Researchers at the University of Nottingham have shown an association between certain past diagnostic radiation procedures and an increased risk of young-onset prostate cancer – a rare form of prostate cancer which affects about 10 per cent of all men diagnosed with the disease.
The study, the first of its kind to report the relationship between low dose ionising radiation from diagnostic procedures and the risk of prostate cancer, was funded by the Prostate Cancer Research Foundation (PCRF) [Prostate cancer research] and is part of the UK Genetic Prostate Cancer Study (UKGPCS).
The study showed that men who had a hip or pelvic X-ray or barium enema 10 years previously were two and a half times more likely to develop prostate cancer than the general population. And the link appeared to be stronger in men who had a family history of the disease.

— WORK INSTRUCTION 1 —
In the article on diagnostic radiation and prostate cancer, which organization funded the study?
— WORK INSTRUCTION 2 —
Continue the article on diagnostic radiation and prostate cancer after its final sentence.

— DATASET EXTRACT —
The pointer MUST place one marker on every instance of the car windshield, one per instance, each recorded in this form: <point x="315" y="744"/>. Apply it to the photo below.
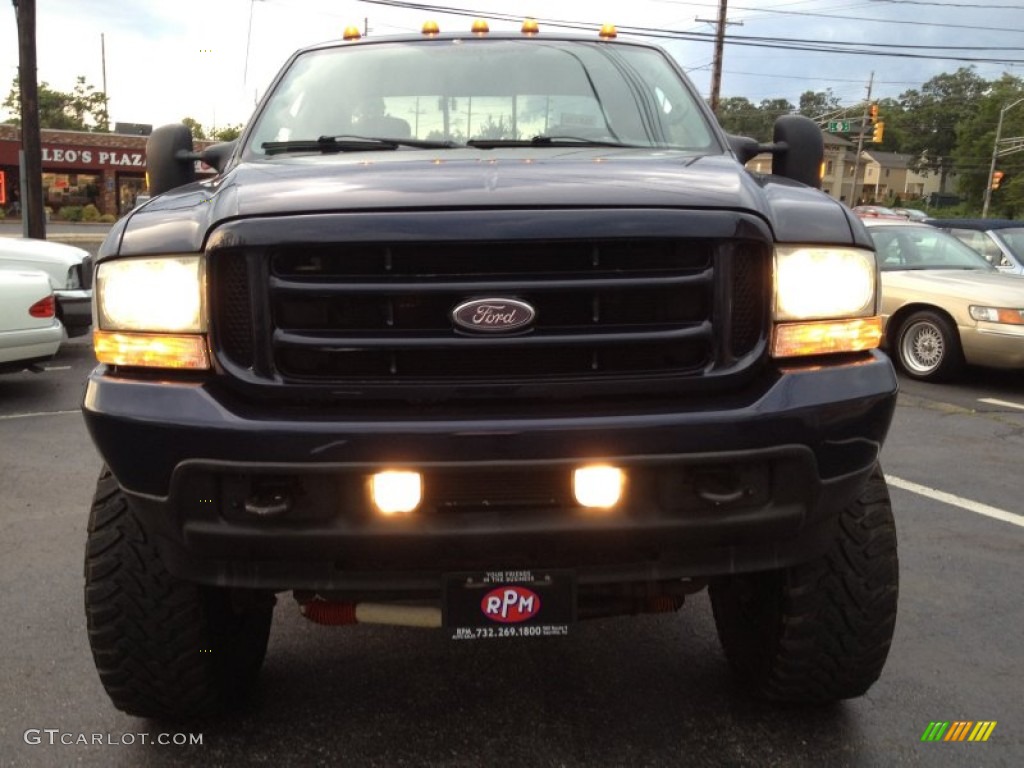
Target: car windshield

— WRITTEN ANSWER 1 —
The Prostate Cancer Research Foundation (PCRF) funded the study.

— WRITTEN ANSWER 2 —
The research was led by Professor Kenneth Muir, from the Division of Epidemiology and Public Health at The University of Nottingham, in association with Dr Rosalind Eeles at The Institute of Cancer Research and The Royal Marsden NHS Foundation Trust.
Professor Muir said: “Although these results show some increase in the risk of developing prostate cancer in men who had previously had certain radiological medical tests we want to reassure men that the absolute risks are small and there is no proof that the radiological tests actually caused any of the cancers.”
Four hundred and thirty one men, diagnosed with young onset prostate cancer – men diagnosed with the disease before the age of 60 – took part in the study.